PROBLEM REQUIREMENTS → Copy out each of the entries below word for word, keeping their order.

DATASET EXTRACT →
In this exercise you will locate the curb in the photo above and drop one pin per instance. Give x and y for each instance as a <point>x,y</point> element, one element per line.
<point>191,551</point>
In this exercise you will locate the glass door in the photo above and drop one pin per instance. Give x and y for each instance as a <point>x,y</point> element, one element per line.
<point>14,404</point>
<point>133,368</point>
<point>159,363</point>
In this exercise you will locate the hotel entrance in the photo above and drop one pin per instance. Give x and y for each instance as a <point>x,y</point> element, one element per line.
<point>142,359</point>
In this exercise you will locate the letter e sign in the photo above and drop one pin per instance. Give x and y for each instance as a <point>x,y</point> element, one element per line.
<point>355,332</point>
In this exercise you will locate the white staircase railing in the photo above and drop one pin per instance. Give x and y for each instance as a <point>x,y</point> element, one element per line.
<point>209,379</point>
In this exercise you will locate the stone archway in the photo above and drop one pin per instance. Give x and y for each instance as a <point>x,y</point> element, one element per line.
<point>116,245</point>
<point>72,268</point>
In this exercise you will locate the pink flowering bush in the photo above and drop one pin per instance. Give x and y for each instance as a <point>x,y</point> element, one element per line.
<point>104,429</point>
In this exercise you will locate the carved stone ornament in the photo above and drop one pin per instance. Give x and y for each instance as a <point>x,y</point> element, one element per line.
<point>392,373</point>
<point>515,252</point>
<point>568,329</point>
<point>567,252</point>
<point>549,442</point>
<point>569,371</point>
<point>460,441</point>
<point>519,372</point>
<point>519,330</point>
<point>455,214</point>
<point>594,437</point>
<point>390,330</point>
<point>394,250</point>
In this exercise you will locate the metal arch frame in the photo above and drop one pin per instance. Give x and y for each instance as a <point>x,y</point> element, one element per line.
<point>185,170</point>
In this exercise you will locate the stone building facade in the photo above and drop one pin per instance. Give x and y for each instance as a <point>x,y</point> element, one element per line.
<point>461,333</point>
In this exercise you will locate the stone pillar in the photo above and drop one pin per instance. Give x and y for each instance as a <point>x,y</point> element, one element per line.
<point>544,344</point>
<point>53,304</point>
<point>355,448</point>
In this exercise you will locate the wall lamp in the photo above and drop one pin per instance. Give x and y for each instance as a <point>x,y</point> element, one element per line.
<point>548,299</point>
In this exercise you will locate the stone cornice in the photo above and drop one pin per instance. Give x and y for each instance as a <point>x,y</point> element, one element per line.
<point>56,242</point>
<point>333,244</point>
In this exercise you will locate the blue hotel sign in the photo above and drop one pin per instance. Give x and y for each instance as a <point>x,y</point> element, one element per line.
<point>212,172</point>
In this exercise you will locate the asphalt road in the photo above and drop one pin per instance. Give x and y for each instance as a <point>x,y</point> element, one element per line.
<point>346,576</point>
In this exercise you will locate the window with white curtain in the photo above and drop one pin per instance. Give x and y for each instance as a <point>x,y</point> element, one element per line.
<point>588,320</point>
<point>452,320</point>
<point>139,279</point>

EXERCISE SOLUTION →
In this exercise you will locate the curb in the photo above and drop one pin per instance. Give x and y for each instance as a <point>x,y</point> element, one element per line.
<point>191,551</point>
In this exercise you will locate the glass door in the photo above and drop one pin per instance. Give x and y for each instance as a <point>x,y</point> element, one element per line.
<point>14,404</point>
<point>133,368</point>
<point>159,363</point>
In this exercise you will locate the hotel entrance in the photo above and drop one pin per instance. Give x and y for each instance as a <point>x,y</point> element, one element per line.
<point>142,359</point>
In this exercise you will locate the letter e sign in the photo above and drop one pin per instance. Give x and y for each instance as a <point>x,y</point> element, one element per line.
<point>355,332</point>
In this exercise you will locate the white staircase railing in the photo above and drop one pin per instance. Give x and y for each instance as a <point>x,y</point> element, one element per line.
<point>209,379</point>
In this exercise you will locate the stone archway in the photo above and drop one pin per instance. Give x and y for each instance as a <point>x,y</point> element, one element per line.
<point>116,245</point>
<point>72,268</point>
In this exercise you will locate the pink flowering bush in the photo above and drop one pin per instance. Give x and y for each instance as a <point>x,y</point> element, one element per line.
<point>104,429</point>
In this exercise you will locate the carved stone ornament in the photo above and drop one pin per instance. Give x and y for each instance as a <point>x,y</point> element, one element per line.
<point>392,373</point>
<point>515,252</point>
<point>568,329</point>
<point>567,252</point>
<point>549,442</point>
<point>569,371</point>
<point>460,441</point>
<point>519,372</point>
<point>519,330</point>
<point>455,214</point>
<point>594,437</point>
<point>390,330</point>
<point>394,250</point>
In this exercise you will locate the metal arch frame in the photo above and drop one pin per instance. Give x and y for each instance as a <point>x,y</point> element, one element per line.
<point>185,170</point>
In this exercise you will locate the stone building facade in the photo above and drop one pin per instance. Give x and y for each instance as a <point>x,y</point> element, one element per line.
<point>461,333</point>
In this exercise you will locate the stone pillar in the photo above and drop one pin per instance. Give x and y for each instance as a <point>x,y</point> element, one element per line.
<point>544,344</point>
<point>53,304</point>
<point>355,448</point>
In this exercise you will locate the wall lamp in the photo above and drop one pin per instance. Give x and y for each instance as a <point>x,y</point> element, one element per line.
<point>548,299</point>
In this exercise you will locate the stone cornice in the photo above and drop one pin per instance. Give x and y for each instance as a <point>x,y</point> element, one element per line.
<point>56,242</point>
<point>333,244</point>
In this exercise you will locate the blue hotel sign in the photo above and drop one pin per instance. Give x and y for each instance as a <point>x,y</point> element, one element per line.
<point>212,172</point>
In this exercise you will locate the asphalt road in the photo above and drop one pin per instance. Give x and y for each instance as a <point>x,y</point> element, one element per line.
<point>346,576</point>
In this exercise you will locate the window with white curtain in the photo above and drop one pin per instance. Give x and y for each instance as a <point>x,y</point> element, one element per line.
<point>588,320</point>
<point>452,320</point>
<point>139,279</point>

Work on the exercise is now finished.